> EXERCISE PROMPT
Copy each of the items below word for word, but leave out the pictures.

(Lines of data)

------------------------------------------------

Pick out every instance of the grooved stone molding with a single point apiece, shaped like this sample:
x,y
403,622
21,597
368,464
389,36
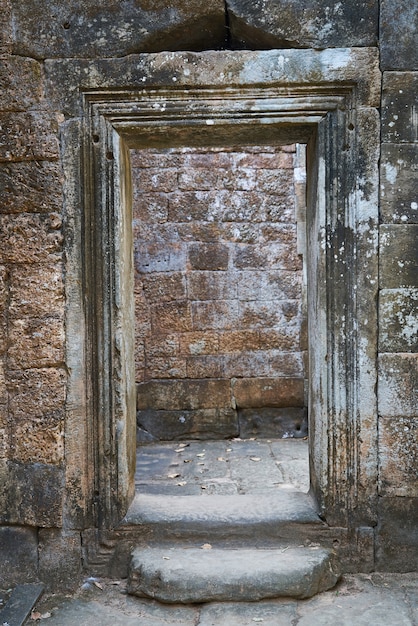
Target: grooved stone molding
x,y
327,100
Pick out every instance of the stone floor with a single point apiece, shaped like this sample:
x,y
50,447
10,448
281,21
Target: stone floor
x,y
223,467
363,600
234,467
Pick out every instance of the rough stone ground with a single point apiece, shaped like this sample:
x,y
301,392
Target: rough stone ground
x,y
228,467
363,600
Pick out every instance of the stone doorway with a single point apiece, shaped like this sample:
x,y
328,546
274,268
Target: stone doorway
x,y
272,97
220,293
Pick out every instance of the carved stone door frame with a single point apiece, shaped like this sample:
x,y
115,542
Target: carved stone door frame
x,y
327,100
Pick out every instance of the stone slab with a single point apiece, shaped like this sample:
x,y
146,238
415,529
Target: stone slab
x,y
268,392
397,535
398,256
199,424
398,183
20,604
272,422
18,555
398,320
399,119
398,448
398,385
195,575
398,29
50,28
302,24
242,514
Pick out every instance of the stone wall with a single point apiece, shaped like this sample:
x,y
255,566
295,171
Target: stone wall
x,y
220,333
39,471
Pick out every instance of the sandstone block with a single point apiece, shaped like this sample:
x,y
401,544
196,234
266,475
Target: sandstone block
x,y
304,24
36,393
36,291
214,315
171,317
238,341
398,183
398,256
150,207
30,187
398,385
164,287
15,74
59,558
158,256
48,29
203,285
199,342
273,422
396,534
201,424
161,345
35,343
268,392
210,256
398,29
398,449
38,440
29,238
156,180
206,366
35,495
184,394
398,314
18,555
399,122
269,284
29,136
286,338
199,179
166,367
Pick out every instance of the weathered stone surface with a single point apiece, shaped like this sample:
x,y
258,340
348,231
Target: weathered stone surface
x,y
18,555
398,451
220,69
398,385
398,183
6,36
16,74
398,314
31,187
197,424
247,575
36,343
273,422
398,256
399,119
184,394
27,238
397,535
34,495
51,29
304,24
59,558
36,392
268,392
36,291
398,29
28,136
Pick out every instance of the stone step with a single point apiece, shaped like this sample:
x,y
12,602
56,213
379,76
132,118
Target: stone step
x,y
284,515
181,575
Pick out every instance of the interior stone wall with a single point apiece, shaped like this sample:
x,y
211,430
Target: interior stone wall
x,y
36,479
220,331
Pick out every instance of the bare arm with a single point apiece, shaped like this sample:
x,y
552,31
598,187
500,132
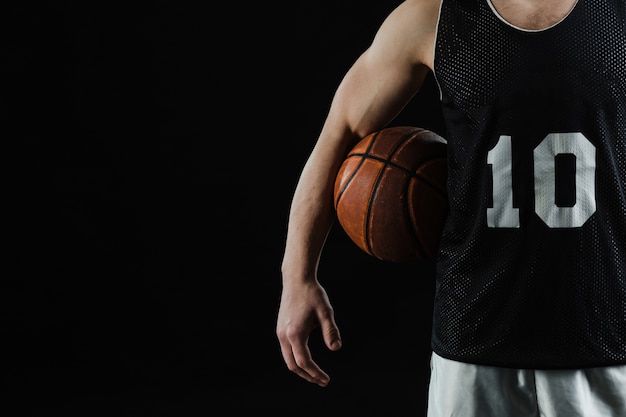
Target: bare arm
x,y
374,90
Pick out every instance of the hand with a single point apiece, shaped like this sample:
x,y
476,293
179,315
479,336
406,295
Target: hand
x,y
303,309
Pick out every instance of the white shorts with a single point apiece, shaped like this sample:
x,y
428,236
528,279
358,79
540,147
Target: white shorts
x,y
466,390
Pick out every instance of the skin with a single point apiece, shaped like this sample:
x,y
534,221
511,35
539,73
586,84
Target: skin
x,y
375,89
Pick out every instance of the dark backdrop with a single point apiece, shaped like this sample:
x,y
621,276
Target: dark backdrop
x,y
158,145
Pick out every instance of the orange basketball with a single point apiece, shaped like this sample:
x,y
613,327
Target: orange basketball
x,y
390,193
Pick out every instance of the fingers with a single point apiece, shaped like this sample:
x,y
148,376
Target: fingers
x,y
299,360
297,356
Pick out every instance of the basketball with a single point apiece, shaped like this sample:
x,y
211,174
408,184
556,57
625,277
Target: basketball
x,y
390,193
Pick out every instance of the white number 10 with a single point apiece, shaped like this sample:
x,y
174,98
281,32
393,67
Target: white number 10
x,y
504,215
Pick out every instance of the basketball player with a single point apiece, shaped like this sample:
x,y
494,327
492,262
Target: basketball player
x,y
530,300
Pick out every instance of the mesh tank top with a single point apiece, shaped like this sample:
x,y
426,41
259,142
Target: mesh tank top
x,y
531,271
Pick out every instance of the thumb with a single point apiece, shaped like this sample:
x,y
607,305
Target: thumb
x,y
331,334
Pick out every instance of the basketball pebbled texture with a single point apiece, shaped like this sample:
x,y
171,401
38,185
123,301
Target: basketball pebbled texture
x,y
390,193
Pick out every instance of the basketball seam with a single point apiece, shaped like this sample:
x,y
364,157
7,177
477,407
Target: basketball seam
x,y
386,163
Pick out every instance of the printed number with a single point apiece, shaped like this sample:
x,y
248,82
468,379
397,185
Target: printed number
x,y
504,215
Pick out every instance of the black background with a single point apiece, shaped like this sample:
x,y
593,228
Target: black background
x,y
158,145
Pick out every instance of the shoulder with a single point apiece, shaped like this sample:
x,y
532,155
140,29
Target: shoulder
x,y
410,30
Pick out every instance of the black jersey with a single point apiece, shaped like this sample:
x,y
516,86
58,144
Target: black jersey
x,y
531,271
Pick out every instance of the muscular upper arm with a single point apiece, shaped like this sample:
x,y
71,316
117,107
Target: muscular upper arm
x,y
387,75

------------------------------------------------

> IN RESPONSE
Pick out every instance of the grooved stone molding with a single point apiece, shaped like this sample:
x,y
403,622
21,597
368,464
389,36
Target: grooved stone molding
x,y
327,100
Pick out every instance of the stone floor with a single point apiece, shaped like this sample:
x,y
50,447
10,448
281,21
Target: stone floor
x,y
223,467
363,600
234,467
Pick out every instance of the rough stone ground with a single point apiece, shaped like this sample:
x,y
301,392
Target: rough stone ground
x,y
228,467
363,600
Pick out every instance of the stone doorway with a single point apiece, shaped like this sample:
x,y
328,546
274,268
Target: stone doorway
x,y
272,97
220,293
Pick out every instance of the carved stone door frame with a single point apiece, shaped like this sample:
x,y
115,542
Target: carved stone door frame
x,y
327,100
Pick out every instance of the stone slab with a single point apiece, shaped like this sample:
x,y
146,238
415,529
Target: stone slab
x,y
268,392
397,535
398,256
199,424
398,183
20,604
272,422
18,555
398,320
399,119
398,448
398,385
195,575
398,29
50,28
302,24
242,514
Pick out every instance of the stone wall with a single point apiece, shaped like this sample:
x,y
255,566
295,171
Target: stone wall
x,y
220,333
39,471
Pick out every instance of the sandstone block with a single point apiece, shaped like this sample:
x,y
401,544
196,234
266,475
Target: sandstone block
x,y
304,24
36,393
36,291
214,315
171,317
238,341
398,183
398,256
150,207
30,187
398,385
164,287
15,74
59,558
158,256
48,29
203,285
199,342
273,422
396,534
201,424
161,345
35,343
268,392
210,256
398,29
398,449
38,440
29,238
156,180
206,366
35,495
184,394
398,314
18,555
399,122
269,284
29,136
286,338
199,179
166,367
Pick out every instance of the weathered stone surface with a single point apiece, shaped like this sample:
x,y
258,340
348,231
Target: weathered stone surface
x,y
18,555
398,451
220,69
398,385
398,183
6,36
16,74
398,314
31,187
197,424
247,575
36,343
273,422
398,256
399,119
184,394
27,238
397,535
34,495
51,29
304,24
59,558
36,392
268,392
36,291
398,29
28,136
Pick out every instance of the stone step with a single point apiece, shaped like this sample:
x,y
12,602
56,213
379,76
132,118
Target: stone step
x,y
284,515
181,575
Pick out every instance of the interior stone wall with a single point apiece, shaped like this sample:
x,y
211,430
Target: interior stone wall
x,y
36,479
220,331
Pick out every instance of the bare arm with a single point apiece, shaped like this sample:
x,y
552,31
598,187
500,132
Target: bare arm
x,y
374,90
Pick out every instance of the hand with a single point apiece, shaped like this sample:
x,y
476,293
179,315
479,336
406,295
Target: hand
x,y
303,309
Pick out every instance of the white shorts with a single point apiece, shaped like this sample:
x,y
428,236
528,279
358,79
540,147
Target: white shorts
x,y
466,390
Pick out every instance of the skin with a single point apiece, shaped like this sample:
x,y
534,221
511,35
539,73
586,84
Target: skin
x,y
375,89
Pick out every instance of the dark backdrop with a single point apiece, shaped like this sample:
x,y
621,276
Target: dark backdrop
x,y
158,145
Pick out every instance of the orange basketball with a single point apiece, shaped like this sample:
x,y
613,327
Target: orange basketball
x,y
390,193
Pick out every instance of the fingers with a single point apiece, shaped like this sample:
x,y
148,376
Target: fingers
x,y
299,360
297,356
Pick out every instance of the basketball with a single point apiece, shaped like this sample:
x,y
211,174
408,184
556,57
625,277
Target: basketball
x,y
390,193
Pick out every instance of the white number 10 with a single point apiece, shaped like this sample:
x,y
174,98
281,32
393,67
Target: white number 10
x,y
504,215
Pick out every instance of the basketball player with a single point apiece, shaped like this sample:
x,y
494,327
492,262
Target: basketball player
x,y
530,300
Pick out every instance of the mesh tank top with a single point apiece, shaped like this sample:
x,y
426,41
259,142
Target: mesh tank top
x,y
531,271
Pick out every instance of the thumb with a single point apiece, shaped like this sample:
x,y
607,305
Target: thumb
x,y
331,334
Pick out every instance of the basketball pebbled texture with a single point apiece, shaped like this sample:
x,y
171,401
38,185
123,301
Target: basketball pebbled texture
x,y
390,193
Pick out every instance of the basketball seam with a single point apiece, shaped like this sample:
x,y
364,157
7,177
477,407
Target: basketball seam
x,y
386,163
Pick out every instance of the printed number with a single point apiece, shaped like this sample:
x,y
248,82
468,379
397,185
Target: printed number
x,y
504,215
Pick out every instance of the black background with a single point apiece, shaped like this sample:
x,y
593,228
Target: black background
x,y
158,145
Pick out every instance of the shoulder with a single point apiece, shaped like this sample:
x,y
532,155
140,29
Target: shoulder
x,y
410,30
Pick out every instance of the black jersey with a single point apiece, shaped like this sample:
x,y
516,86
58,144
Target: black jersey
x,y
531,271
Pick out every instance of the muscular upper arm with a single point apiece, shaped like this sample:
x,y
71,316
117,107
Target: muscular upper arm
x,y
387,75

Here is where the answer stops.